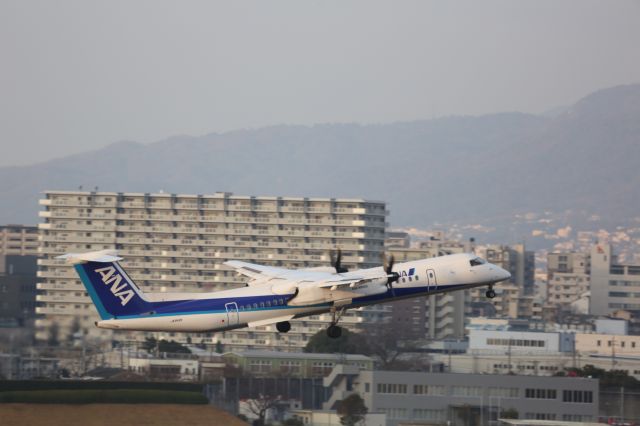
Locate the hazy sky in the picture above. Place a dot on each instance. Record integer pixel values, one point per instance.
(78, 75)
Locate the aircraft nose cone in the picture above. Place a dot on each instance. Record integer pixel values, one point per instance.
(504, 274)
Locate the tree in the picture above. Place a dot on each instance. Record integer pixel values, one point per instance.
(54, 333)
(150, 344)
(510, 413)
(385, 343)
(348, 343)
(352, 410)
(260, 405)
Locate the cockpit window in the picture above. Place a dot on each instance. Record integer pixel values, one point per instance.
(477, 261)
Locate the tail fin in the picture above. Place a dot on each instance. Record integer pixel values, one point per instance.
(112, 291)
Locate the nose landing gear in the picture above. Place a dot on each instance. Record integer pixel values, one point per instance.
(283, 326)
(334, 331)
(490, 293)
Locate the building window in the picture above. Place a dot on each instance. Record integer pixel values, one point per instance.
(540, 393)
(577, 396)
(466, 390)
(396, 388)
(431, 390)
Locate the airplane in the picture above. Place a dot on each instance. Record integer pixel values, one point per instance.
(273, 295)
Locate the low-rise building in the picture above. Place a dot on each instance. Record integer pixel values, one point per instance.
(493, 340)
(168, 367)
(293, 364)
(457, 399)
(331, 418)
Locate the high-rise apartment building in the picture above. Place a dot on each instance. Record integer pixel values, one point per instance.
(567, 277)
(18, 240)
(433, 317)
(514, 297)
(613, 286)
(18, 250)
(178, 243)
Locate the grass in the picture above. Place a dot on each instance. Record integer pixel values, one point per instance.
(103, 396)
(115, 414)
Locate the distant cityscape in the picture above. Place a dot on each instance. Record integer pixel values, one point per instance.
(568, 308)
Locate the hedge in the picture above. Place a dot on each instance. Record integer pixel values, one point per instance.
(20, 385)
(111, 396)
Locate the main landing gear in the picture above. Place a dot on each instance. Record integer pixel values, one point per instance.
(334, 330)
(490, 293)
(283, 326)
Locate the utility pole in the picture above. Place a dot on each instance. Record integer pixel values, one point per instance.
(509, 356)
(613, 353)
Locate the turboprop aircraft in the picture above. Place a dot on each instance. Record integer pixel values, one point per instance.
(272, 294)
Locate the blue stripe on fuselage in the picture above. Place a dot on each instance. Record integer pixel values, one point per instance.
(246, 303)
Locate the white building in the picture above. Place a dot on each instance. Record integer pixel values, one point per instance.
(178, 243)
(519, 341)
(613, 286)
(169, 367)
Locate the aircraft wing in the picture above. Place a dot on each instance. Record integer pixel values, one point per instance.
(255, 271)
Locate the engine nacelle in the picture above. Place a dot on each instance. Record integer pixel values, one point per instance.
(312, 294)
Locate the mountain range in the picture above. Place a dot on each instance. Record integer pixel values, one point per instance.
(585, 157)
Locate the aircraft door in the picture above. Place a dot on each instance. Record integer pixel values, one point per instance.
(432, 283)
(233, 317)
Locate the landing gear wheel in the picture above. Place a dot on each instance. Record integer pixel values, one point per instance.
(334, 331)
(283, 326)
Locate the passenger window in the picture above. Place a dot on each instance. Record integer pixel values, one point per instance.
(476, 261)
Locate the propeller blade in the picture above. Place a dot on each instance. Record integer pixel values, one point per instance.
(388, 268)
(336, 262)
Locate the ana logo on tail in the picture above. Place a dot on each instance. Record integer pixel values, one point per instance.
(120, 290)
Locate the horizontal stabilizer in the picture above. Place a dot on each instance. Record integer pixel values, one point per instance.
(102, 256)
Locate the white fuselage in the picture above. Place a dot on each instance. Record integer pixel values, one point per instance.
(267, 303)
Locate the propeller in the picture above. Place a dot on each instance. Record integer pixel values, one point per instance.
(388, 268)
(336, 261)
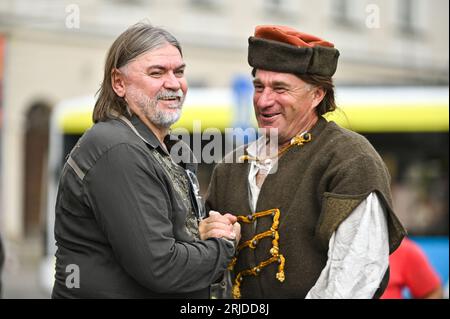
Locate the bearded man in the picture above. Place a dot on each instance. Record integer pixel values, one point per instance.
(127, 214)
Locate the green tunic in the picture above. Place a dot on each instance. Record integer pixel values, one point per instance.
(316, 186)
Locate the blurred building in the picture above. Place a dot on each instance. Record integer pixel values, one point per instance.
(55, 49)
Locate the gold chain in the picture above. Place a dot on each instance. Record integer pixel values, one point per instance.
(274, 251)
(297, 140)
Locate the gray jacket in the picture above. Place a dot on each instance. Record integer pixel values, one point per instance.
(122, 221)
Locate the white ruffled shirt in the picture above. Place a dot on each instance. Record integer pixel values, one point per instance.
(358, 251)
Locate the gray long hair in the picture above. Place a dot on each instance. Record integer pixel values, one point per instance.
(136, 40)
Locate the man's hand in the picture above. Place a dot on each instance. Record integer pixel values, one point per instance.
(218, 225)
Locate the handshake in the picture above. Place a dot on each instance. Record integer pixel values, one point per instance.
(218, 226)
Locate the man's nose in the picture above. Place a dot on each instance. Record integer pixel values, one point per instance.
(265, 98)
(172, 82)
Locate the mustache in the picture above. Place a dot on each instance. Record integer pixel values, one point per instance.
(167, 94)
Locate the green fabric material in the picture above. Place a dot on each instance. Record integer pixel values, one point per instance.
(316, 186)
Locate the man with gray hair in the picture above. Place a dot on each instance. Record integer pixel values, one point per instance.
(127, 216)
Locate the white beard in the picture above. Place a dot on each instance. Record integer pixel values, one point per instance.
(156, 115)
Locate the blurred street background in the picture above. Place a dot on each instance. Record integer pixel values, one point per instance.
(393, 76)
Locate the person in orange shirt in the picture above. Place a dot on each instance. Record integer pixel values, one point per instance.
(410, 268)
+ + + + + + +
> _Written problem_:
Render the listing above as a Markdown table with the columns Row and Text, one numbered row per line. Skip blank lines and leave out the pictures.

> _Output for this task_:
| Row | Text |
|---|---|
| 1 | Locate the hazy sky in the picture above. Place a dot on each instance. Record integer pixel values, one point per instance. |
| 2 | (78, 75) |
| 3 | Locate the aircraft nose cone in the picture above. Place a dot on each instance. Record integer pixel values, one point per instance. |
| 4 | (504, 274) |
| 5 | Locate the tree in the picture above. Place a dot on each instance. Record integer pixel values, one point per instance. |
| 6 | (54, 333) |
| 7 | (150, 344) |
| 8 | (510, 413) |
| 9 | (385, 343) |
| 10 | (348, 343) |
| 11 | (352, 410) |
| 12 | (260, 405) |
| 13 | Locate the cockpit window in the picture above. Place a dot on each instance. Record integer pixel values, one point per instance. |
| 14 | (477, 261) |
| 15 | Locate the tail fin in the picture above. Place a dot on each instance. Record integer pixel values, one point per instance. |
| 16 | (112, 291) |
| 17 | Locate the nose landing gear in the picture above. Place a dot on each instance. Record integer pixel values, one point per instance. |
| 18 | (283, 326) |
| 19 | (334, 331) |
| 20 | (490, 293) |
| 21 | Locate the building window in the picture above. Place a dot on each instance. Record integer pixel values, one point per instance. |
| 22 | (540, 393) |
| 23 | (577, 396) |
| 24 | (466, 390) |
| 25 | (396, 388) |
| 26 | (431, 390) |
| 27 | Locate the airplane in the picture above. Place a dot on each instance. Record integer pixel values, one point per instance. |
| 28 | (273, 295) |
| 29 | Locate the low-rise building in the picture above. Place a dot on each instance. Record integer pixel values, one point per instance. |
| 30 | (493, 340) |
| 31 | (168, 367) |
| 32 | (293, 364) |
| 33 | (457, 399) |
| 34 | (331, 418) |
| 35 | Locate the high-rise apartment building in the picture above. Place a dot on each instance. Record integer pixel values, one point per instance. |
| 36 | (567, 277) |
| 37 | (18, 240) |
| 38 | (433, 317) |
| 39 | (514, 297) |
| 40 | (613, 286) |
| 41 | (18, 250) |
| 42 | (178, 243) |
| 43 | Locate the grass in the picture above. Place a dot on each instance. Record integer pixel values, one point per instance. |
| 44 | (103, 396) |
| 45 | (115, 414) |
| 46 | Locate the distant cityscape in the picture above. Place a dot on each instance. Record integer pixel values, one point per instance. |
| 47 | (568, 308) |
| 48 | Locate the hedge in the picture above. Place a dot on each instance. Record integer pixel values, one point per instance. |
| 49 | (20, 385) |
| 50 | (111, 396) |
| 51 | Locate the main landing gear in the picture above. Place a dot on each instance. Record integer pixel values, one point per instance. |
| 52 | (334, 330) |
| 53 | (490, 293) |
| 54 | (283, 326) |
| 55 | Locate the utility pole in the picture above. Place a dot on each instance. Record integer pixel values, one point per instance. |
| 56 | (509, 356) |
| 57 | (613, 353) |
| 58 | Locate the turboprop aircraft in the picture above. Place a dot on each instance. Record integer pixel values, one point per instance. |
| 59 | (272, 294) |
| 60 | Locate the blue stripe on fuselage in the picture above. Place a dot on each instance. Record integer pixel values, one point per instance. |
| 61 | (246, 303) |
| 62 | Locate the white building in the picture above. Place a dot on each instance. Record integer pixel values, one point per instance. |
| 63 | (178, 243) |
| 64 | (519, 341) |
| 65 | (613, 286) |
| 66 | (169, 367) |
| 67 | Locate the aircraft wing in the picture above. Place a dot on each instance. Record integer pixel values, one point per instance. |
| 68 | (255, 271) |
| 69 | Locate the engine nacelle in the picture above. Place a dot on each instance. Record integer pixel values, one point per instance. |
| 70 | (312, 294) |
| 71 | Locate the mountain range in the picture above. Place a dot on each instance. Record integer pixel values, one point per instance. |
| 72 | (585, 157) |
| 73 | Locate the aircraft door in the picture above. Place a dot on each instance. Record integer pixel values, one point per instance. |
| 74 | (432, 283) |
| 75 | (233, 317) |
| 76 | Locate the landing gear wheel in the picture above. Place a dot on each instance. Record integer pixel values, one point per instance. |
| 77 | (334, 331) |
| 78 | (283, 326) |
| 79 | Locate the passenger window in the picture above. Place a dot on each instance. Record integer pixel values, one point per instance. |
| 80 | (476, 261) |
| 81 | Locate the propeller blade in the picture above. Place a dot on each instance. Record integer pixel values, one point per instance. |
| 82 | (388, 268) |
| 83 | (336, 262) |
| 84 | Locate the ana logo on tail in the picture above. Place a dot on each instance. Record integer pixel values, one point per instance. |
| 85 | (120, 290) |
| 86 | Locate the horizontal stabilizer in the picture above. Place a dot on each instance. Record integer pixel values, one point per instance. |
| 87 | (102, 256) |
| 88 | Locate the white fuselage in the picture above. Place a dot on each instance. Record integer pixel values, one point per instance. |
| 89 | (267, 303) |
| 90 | Locate the propeller in the picture above. Place a dot on each instance. Record integer pixel values, one point per instance. |
| 91 | (388, 268) |
| 92 | (336, 261) |
| 93 | Locate the bearded man in the picture above. Place a dot on each instance. Record integer pixel values, one point per instance. |
| 94 | (127, 214) |
| 95 | Locate the green tunic in the picture above. Place a dot on each instance. Record integer pixel values, one point per instance. |
| 96 | (316, 186) |
| 97 | Locate the blurred building in the picture above. Place a dot on each instance. Record integer pixel values, one point per instance. |
| 98 | (55, 49) |
| 99 | Locate the gold chain in the picture above. Place a dot on each instance. Record integer pixel values, one point per instance. |
| 100 | (274, 251) |
| 101 | (297, 140) |
| 102 | Locate the gray jacket in the picture above. Place a dot on each instance. Record integer pixel values, one point per instance. |
| 103 | (122, 221) |
| 104 | Locate the white ruffled shirt in the picture above. Place a dot on each instance. Record integer pixel values, one point per instance. |
| 105 | (358, 251) |
| 106 | Locate the gray long hair in the picture above. Place a dot on each instance. Record integer pixel values, one point per instance. |
| 107 | (136, 40) |
| 108 | Locate the man's hand in the picture above. Place a dot on each instance. Record integer pixel values, one point per instance. |
| 109 | (218, 225) |
| 110 | Locate the handshake in the picture above. Place a dot on each instance. Record integer pixel values, one point per instance. |
| 111 | (218, 226) |
| 112 | Locate the man's nose in the picture above. Place a dot on each instance. Record integer pixel values, one point per instance. |
| 113 | (265, 98) |
| 114 | (172, 82) |
| 115 | Locate the mustache in the picture above. Place a dot on each instance. Record integer pixel values, one point per instance. |
| 116 | (167, 94) |
| 117 | Locate the green fabric material in the picture above. Place a dot on each instance. Record integer pixel values, one point per instance. |
| 118 | (316, 186) |
| 119 | Locate the man with gray hair in the picture above. Place a dot on each instance. Record integer pixel values, one point per instance. |
| 120 | (127, 216) |
| 121 | Locate the white beard in the picture above. Place a dot on each instance. Record integer pixel values, one point per instance. |
| 122 | (156, 115) |
| 123 | Locate the blurred street background in the picture above. Place a dot on each instance. Record integer pixel values, one point per instance. |
| 124 | (393, 76) |
| 125 | Locate the person in orange shirt in the picture above. Place a dot on each instance. Record integer pixel values, one point per instance. |
| 126 | (410, 268) |